FRAGMENT TEKSTU:

Z zachowanej szczątkowej dokumentacji nie wiemy, jaki finał przybrał proces pozyskiwania dla nielegała tożsamości i dokumentów głównego figuranta. Z notatki datowanej na styczeń 1986 roku możemy się zorientować, że w wyniku zainteresowania się osobą Stanisława Urbana ze strony ppłk. Aleksandra Lichockiego z WSW (obecnie oskarżonego wraz z dziennikarzem Wojciechem Sumlińskim w procesie o powoływanie się na domniemane wpływy w Komisji Weryfikacyjnej WSI), wywiad wojskowy mógł zrezygnować z dalszego opracowywania figuranta, bowiem niedługo potem nakazano wyrejestrować Stanisława Urbana z ewidencji operacyjnej wywiadu oraz Biura „C SB. WSW rozpracowywało figuranta wywiadu wojskowego, bowiem Stanisław Urban manifestował wrogą postawę wobec ustroju socjalistycznego oraz miał nosić się z zamiarem ucieczki na zachód.

Odnaleziona dokumentacja zadaje kłam twierdzeniom wielu wątpliwych „ekspertów” (głównie byłych funkcjonariuszy SB), jakoby w organach bezpieczeństwa PRL istniał zakaz werbunku nieletnich oraz rozpracowywania pod kątem ich pozyskania. Dla tych ludzi nie było żadnych świętości.

DANE WEJŚCIOWE:
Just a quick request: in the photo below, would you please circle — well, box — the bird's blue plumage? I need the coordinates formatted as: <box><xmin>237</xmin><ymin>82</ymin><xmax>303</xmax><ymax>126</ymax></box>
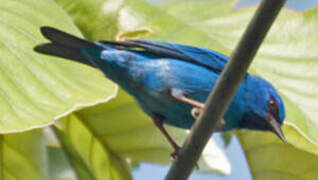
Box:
<box><xmin>36</xmin><ymin>28</ymin><xmax>285</xmax><ymax>141</ymax></box>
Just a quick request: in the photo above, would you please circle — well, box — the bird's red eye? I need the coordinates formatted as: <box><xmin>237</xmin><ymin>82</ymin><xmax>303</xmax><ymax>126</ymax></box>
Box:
<box><xmin>268</xmin><ymin>99</ymin><xmax>277</xmax><ymax>109</ymax></box>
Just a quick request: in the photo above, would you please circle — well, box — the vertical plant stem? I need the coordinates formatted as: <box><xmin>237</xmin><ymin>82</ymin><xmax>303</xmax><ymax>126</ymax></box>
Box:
<box><xmin>165</xmin><ymin>0</ymin><xmax>286</xmax><ymax>180</ymax></box>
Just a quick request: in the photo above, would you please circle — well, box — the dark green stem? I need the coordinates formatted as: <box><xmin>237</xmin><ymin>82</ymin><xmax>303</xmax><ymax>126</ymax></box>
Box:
<box><xmin>165</xmin><ymin>0</ymin><xmax>286</xmax><ymax>180</ymax></box>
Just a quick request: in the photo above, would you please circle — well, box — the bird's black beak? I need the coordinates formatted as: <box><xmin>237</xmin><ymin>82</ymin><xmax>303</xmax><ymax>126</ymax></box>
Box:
<box><xmin>267</xmin><ymin>113</ymin><xmax>286</xmax><ymax>143</ymax></box>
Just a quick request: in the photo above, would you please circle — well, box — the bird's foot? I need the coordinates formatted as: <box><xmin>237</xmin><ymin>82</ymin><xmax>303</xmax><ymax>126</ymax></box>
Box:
<box><xmin>170</xmin><ymin>146</ymin><xmax>181</xmax><ymax>160</ymax></box>
<box><xmin>191</xmin><ymin>107</ymin><xmax>202</xmax><ymax>119</ymax></box>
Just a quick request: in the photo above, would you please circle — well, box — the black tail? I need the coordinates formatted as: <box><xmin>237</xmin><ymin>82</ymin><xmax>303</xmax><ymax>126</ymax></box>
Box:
<box><xmin>34</xmin><ymin>27</ymin><xmax>101</xmax><ymax>66</ymax></box>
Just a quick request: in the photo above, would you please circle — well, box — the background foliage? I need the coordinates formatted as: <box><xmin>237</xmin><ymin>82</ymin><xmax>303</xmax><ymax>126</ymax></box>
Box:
<box><xmin>0</xmin><ymin>0</ymin><xmax>318</xmax><ymax>180</ymax></box>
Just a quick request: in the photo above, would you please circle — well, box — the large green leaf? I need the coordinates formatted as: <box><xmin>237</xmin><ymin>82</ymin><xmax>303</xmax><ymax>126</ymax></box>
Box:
<box><xmin>165</xmin><ymin>0</ymin><xmax>318</xmax><ymax>179</ymax></box>
<box><xmin>0</xmin><ymin>130</ymin><xmax>48</xmax><ymax>180</ymax></box>
<box><xmin>74</xmin><ymin>91</ymin><xmax>231</xmax><ymax>174</ymax></box>
<box><xmin>0</xmin><ymin>0</ymin><xmax>115</xmax><ymax>133</ymax></box>
<box><xmin>53</xmin><ymin>0</ymin><xmax>230</xmax><ymax>174</ymax></box>
<box><xmin>57</xmin><ymin>0</ymin><xmax>318</xmax><ymax>178</ymax></box>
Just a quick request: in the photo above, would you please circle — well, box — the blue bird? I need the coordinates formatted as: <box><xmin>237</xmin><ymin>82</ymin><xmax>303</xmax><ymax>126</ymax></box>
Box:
<box><xmin>35</xmin><ymin>27</ymin><xmax>285</xmax><ymax>158</ymax></box>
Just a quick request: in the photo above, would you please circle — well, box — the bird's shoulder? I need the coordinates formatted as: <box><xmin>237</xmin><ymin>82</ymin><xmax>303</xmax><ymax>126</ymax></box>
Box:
<box><xmin>100</xmin><ymin>40</ymin><xmax>229</xmax><ymax>73</ymax></box>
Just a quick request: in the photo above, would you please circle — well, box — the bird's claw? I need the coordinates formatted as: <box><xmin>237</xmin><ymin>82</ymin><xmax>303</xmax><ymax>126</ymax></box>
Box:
<box><xmin>191</xmin><ymin>107</ymin><xmax>202</xmax><ymax>119</ymax></box>
<box><xmin>170</xmin><ymin>151</ymin><xmax>179</xmax><ymax>161</ymax></box>
<box><xmin>170</xmin><ymin>146</ymin><xmax>181</xmax><ymax>160</ymax></box>
<box><xmin>170</xmin><ymin>147</ymin><xmax>200</xmax><ymax>170</ymax></box>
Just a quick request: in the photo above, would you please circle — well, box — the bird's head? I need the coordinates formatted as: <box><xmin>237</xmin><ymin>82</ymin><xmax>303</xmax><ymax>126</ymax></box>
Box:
<box><xmin>240</xmin><ymin>76</ymin><xmax>286</xmax><ymax>142</ymax></box>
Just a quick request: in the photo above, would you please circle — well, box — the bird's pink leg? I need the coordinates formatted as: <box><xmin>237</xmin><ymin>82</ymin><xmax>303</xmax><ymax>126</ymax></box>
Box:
<box><xmin>153</xmin><ymin>117</ymin><xmax>180</xmax><ymax>159</ymax></box>
<box><xmin>171</xmin><ymin>90</ymin><xmax>225</xmax><ymax>131</ymax></box>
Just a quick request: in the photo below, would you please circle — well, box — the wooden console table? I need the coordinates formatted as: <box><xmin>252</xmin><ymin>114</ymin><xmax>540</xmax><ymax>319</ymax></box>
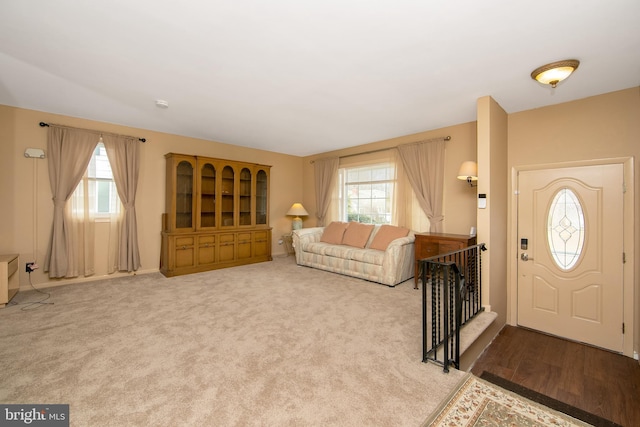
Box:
<box><xmin>414</xmin><ymin>233</ymin><xmax>476</xmax><ymax>289</ymax></box>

POLECENIA:
**A)** Jakie osoby wymieniono z imienia i nazwiska we fragmencie tekstu? Podaj wszystkie.
**B)** Jak brzmi po angielsku zdanie „Dla tych ludzi nie było żadnych świętości.” z fragmentu tekstu?
**C)** Odpowiedz na podstawie fragmentu tekstu:
(i) Z jakiego miesiąca i roku pochodzi wspomniana notatka?
(ii) Z jakiej formacji był ppłk Aleksander Lichocki?
(iii) Jaki zakaz miał według wątpliwych „ekspertów” istnieć w organach bezpieczeństwa PRL?

ODPOWIEDZI DO POLECEŃ:
**A)**
Stanisław Urban
Aleksander Lichocki
Wojciech Sumliński

**B)** Nothing was sacred to these people.

**C)**
(i) Ze stycznia 1986 roku.
(ii) Z WSW.
(iii) Zakaz werbunku nieletnich oraz rozpracowywania pod kątem ich pozyskania.